Reproduce word for word the part of the conference announcement that begins at the words "Mr Jefferies said the" and stops after "NANA Development Corporation.".

=== Selected passage ===

Oil, gas and mining should be on Māori agenda
Te Pūtea Whakatupu Trust
Tuesday, 13 August, 2013
Oil, gas and mining should be on Māori agenda, says conference leader
Oil, gas and mining are among subjects that will challenge traditional mindsets at a national conference on Māori industry.
Bold ideas, new business models and fresh ways of thinking top the agenda at Te Pūtea Whakatupu Trust’s third annual conference in September, with organisers saying they are determined to explore new industry opportunities for Māori.
Trust chair Richard Jefferies said the conference would challenge some views on what Māori industries would look like in the future.
“This conference will be one of the first Māori forums to put oil, gas and mining on the agenda,” Mr Jefferies said. “The point is that we need the opportunity to discuss these emerging industries amongst ourselves as Māori, rather than government and private sector interests driving the agenda for us.
“Our focus is on the future and its
opportunities, and this is a conversation that needs to be
had. The Trust’s intent is to understand the potential of
these industries for Māori – so we have provided an
opportunity to hear from some indigenous people who’ve
already done it.”
Mr Jefferies said the conference would hear from international guest speaker David Springgate, senior vice-president of global Alaskan operation NANA Development Corporation.

=== Records shown ===

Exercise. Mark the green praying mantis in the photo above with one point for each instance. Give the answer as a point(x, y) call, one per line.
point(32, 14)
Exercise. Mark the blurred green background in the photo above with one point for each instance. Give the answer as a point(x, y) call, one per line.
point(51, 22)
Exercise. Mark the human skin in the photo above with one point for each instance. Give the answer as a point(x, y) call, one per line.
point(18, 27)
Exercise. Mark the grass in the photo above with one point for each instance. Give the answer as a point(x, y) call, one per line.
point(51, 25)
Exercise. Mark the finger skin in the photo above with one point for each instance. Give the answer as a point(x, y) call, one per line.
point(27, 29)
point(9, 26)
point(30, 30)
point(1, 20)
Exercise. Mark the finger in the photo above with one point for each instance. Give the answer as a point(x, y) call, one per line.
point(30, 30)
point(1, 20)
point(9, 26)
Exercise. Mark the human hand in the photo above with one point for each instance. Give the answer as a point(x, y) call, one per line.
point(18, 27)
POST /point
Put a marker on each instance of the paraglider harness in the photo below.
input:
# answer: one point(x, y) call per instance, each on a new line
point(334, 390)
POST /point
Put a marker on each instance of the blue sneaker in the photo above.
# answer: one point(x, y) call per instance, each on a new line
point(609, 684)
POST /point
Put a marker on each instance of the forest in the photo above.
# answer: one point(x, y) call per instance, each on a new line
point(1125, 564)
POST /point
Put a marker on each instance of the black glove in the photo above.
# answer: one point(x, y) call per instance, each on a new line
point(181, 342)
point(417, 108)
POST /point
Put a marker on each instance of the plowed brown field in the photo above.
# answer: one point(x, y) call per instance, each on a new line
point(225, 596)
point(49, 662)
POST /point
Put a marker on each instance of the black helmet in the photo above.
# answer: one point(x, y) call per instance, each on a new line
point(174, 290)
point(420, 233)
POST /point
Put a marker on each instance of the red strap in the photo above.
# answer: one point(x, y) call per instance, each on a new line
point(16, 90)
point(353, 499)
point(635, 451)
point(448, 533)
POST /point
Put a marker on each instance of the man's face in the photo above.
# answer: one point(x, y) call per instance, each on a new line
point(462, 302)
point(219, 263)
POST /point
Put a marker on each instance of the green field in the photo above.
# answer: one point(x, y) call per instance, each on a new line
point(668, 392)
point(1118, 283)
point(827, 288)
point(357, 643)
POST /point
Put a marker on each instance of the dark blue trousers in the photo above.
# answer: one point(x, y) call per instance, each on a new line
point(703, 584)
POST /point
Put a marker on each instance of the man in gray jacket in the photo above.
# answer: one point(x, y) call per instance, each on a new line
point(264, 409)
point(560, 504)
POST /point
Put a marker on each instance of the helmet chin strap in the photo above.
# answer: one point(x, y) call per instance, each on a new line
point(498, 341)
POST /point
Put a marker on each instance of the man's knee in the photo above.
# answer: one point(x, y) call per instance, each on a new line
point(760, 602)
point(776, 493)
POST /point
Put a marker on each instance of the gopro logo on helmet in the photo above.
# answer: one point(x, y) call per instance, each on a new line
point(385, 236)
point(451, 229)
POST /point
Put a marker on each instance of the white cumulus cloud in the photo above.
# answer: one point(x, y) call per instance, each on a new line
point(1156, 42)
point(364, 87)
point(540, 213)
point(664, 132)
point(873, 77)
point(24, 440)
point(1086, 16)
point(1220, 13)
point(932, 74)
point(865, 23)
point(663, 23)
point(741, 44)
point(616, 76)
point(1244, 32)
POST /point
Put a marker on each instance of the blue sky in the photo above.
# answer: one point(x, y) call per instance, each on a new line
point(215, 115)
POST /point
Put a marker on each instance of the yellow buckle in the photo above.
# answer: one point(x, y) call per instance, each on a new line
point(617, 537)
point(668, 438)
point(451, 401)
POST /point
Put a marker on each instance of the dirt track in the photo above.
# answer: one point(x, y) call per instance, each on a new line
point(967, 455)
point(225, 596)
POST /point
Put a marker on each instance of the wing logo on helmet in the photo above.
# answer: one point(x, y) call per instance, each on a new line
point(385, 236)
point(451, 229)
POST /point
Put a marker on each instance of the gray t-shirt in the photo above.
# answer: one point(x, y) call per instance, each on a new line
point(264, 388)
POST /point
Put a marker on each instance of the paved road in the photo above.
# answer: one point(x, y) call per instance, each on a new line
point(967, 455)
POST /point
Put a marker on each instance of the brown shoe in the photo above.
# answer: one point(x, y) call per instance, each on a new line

===

# Expected output:
Mr Jefferies said the conference would hear from international guest speaker David Springgate, senior vice-president of global Alaskan operation NANA Development Corporation.